Which of the lines below hold the word "every"? Pull each of them out.

> Records shown
___

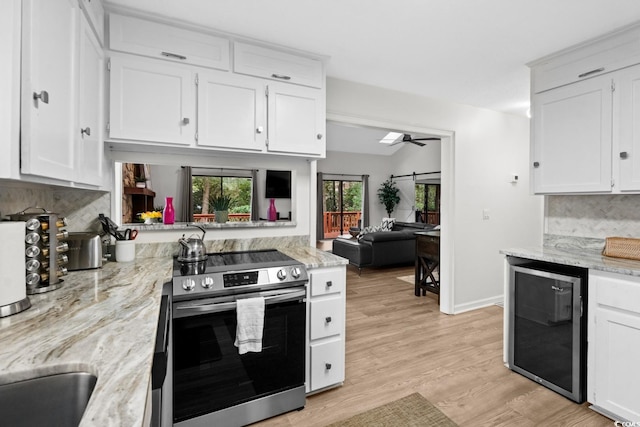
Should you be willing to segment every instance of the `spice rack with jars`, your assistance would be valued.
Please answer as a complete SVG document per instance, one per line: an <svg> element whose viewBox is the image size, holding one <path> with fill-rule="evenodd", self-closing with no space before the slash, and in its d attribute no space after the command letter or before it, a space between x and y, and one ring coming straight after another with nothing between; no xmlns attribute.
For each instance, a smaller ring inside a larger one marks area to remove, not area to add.
<svg viewBox="0 0 640 427"><path fill-rule="evenodd" d="M42 212L29 212L42 210ZM62 286L67 274L69 233L67 221L44 208L27 208L9 215L12 221L25 222L25 284L27 294L53 291Z"/></svg>

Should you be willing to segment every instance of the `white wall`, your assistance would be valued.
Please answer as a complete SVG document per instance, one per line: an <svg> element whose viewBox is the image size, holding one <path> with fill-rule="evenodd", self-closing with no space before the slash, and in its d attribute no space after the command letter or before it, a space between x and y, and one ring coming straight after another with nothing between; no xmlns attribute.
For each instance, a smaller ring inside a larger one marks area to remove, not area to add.
<svg viewBox="0 0 640 427"><path fill-rule="evenodd" d="M453 169L442 183L451 199L442 251L453 262L443 286L453 288L452 312L501 301L499 250L542 243L543 200L529 194L529 120L337 79L327 82L327 114L453 132L442 142L453 144L452 153L442 148L443 172ZM518 184L508 182L512 173Z"/></svg>

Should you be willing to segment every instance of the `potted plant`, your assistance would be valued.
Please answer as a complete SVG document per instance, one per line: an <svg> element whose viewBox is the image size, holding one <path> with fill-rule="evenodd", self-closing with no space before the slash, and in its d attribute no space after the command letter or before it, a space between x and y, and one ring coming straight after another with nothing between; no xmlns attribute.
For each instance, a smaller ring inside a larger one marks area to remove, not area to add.
<svg viewBox="0 0 640 427"><path fill-rule="evenodd" d="M211 206L216 215L216 222L225 223L229 219L229 206L231 206L231 197L216 196L211 199Z"/></svg>
<svg viewBox="0 0 640 427"><path fill-rule="evenodd" d="M396 183L390 179L383 182L378 189L378 199L384 205L384 210L387 211L388 217L391 216L391 212L393 212L396 205L400 203L399 192L400 189L396 187Z"/></svg>
<svg viewBox="0 0 640 427"><path fill-rule="evenodd" d="M134 179L136 181L136 187L145 188L147 186L147 178L145 178L144 175L136 176Z"/></svg>

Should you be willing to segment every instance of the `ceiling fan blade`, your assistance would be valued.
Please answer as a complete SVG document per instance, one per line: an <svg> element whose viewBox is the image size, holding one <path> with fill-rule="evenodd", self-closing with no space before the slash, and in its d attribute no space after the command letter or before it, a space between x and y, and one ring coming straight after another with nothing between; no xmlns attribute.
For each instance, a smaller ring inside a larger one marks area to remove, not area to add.
<svg viewBox="0 0 640 427"><path fill-rule="evenodd" d="M418 145L420 147L424 147L426 145L424 142L420 142L420 141L418 141L416 139L411 139L411 140L409 140L409 142L412 143L412 144L416 144L416 145Z"/></svg>
<svg viewBox="0 0 640 427"><path fill-rule="evenodd" d="M413 138L414 141L440 141L442 138Z"/></svg>

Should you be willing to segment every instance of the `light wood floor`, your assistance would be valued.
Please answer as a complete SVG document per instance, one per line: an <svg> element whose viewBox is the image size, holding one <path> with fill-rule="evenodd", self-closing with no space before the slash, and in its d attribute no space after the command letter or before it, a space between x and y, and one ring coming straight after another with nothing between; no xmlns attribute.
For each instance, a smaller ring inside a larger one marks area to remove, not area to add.
<svg viewBox="0 0 640 427"><path fill-rule="evenodd" d="M398 279L412 274L348 267L345 384L256 425L325 426L413 392L460 426L613 424L503 365L501 307L442 314Z"/></svg>

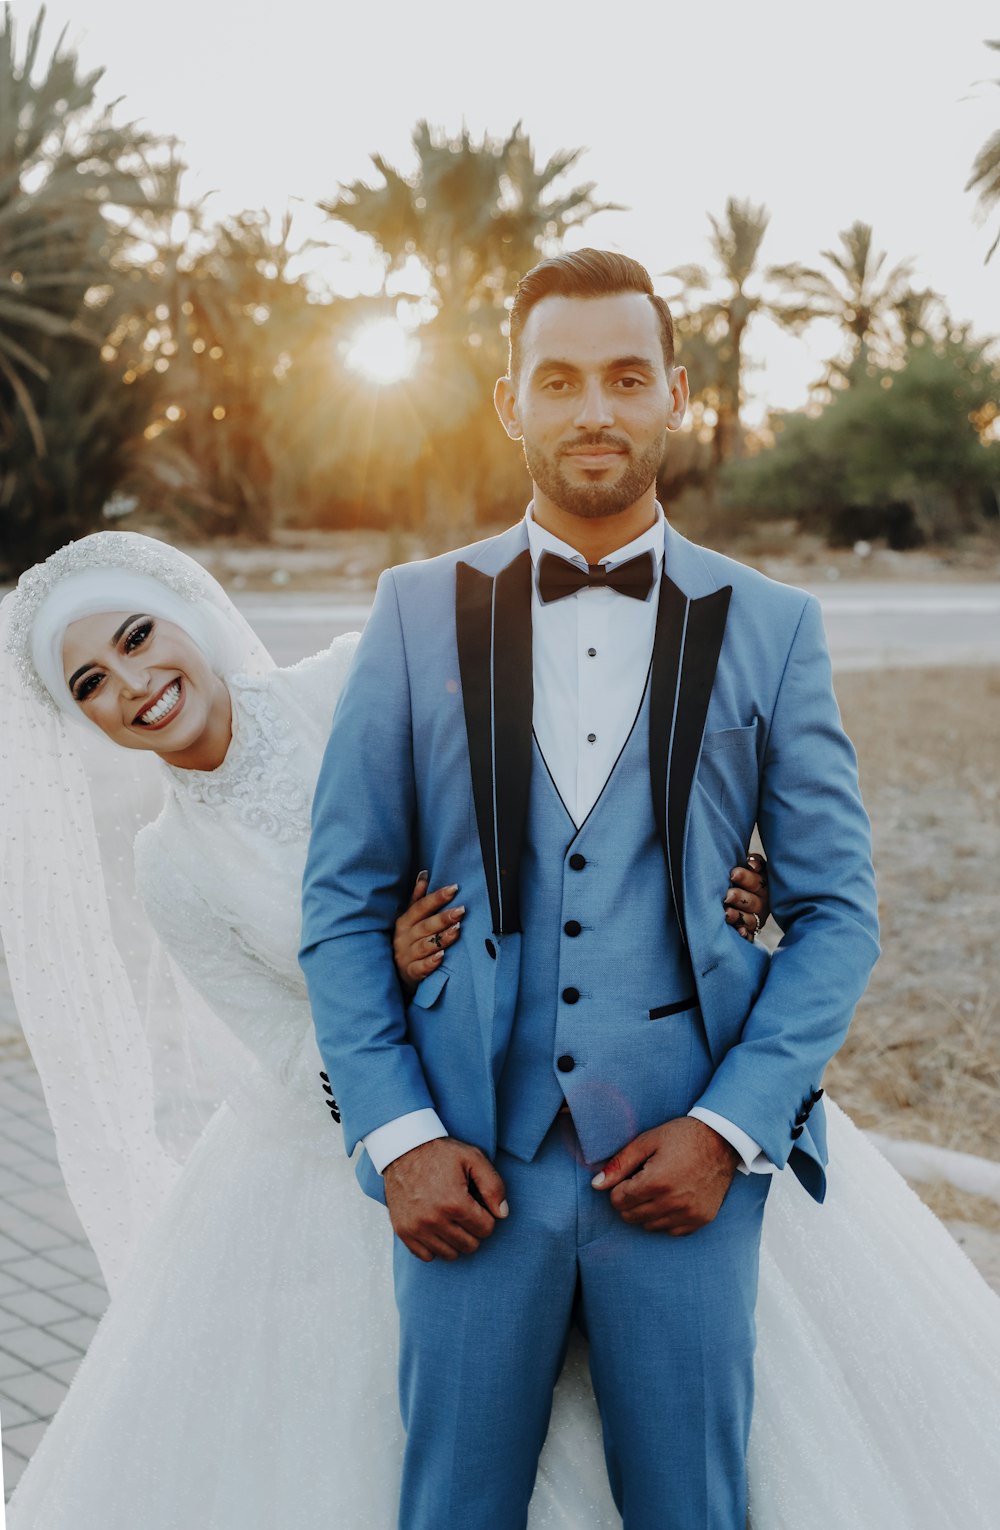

___

> Task solution
Should you be willing to segment every instance of the `spice rack with jars`, your assistance would be valued.
Should you be willing to segment every instance of the `white wall`, your assistance would be valued.
Should you be willing to segment every instance of the `potted plant`, your assistance would be valued.
Should you be willing to segment every instance of the `ceiling fan blade`, your assistance would be valued.
Should you be willing to segment every instance of the `light wood floor`, your assistance would be valued.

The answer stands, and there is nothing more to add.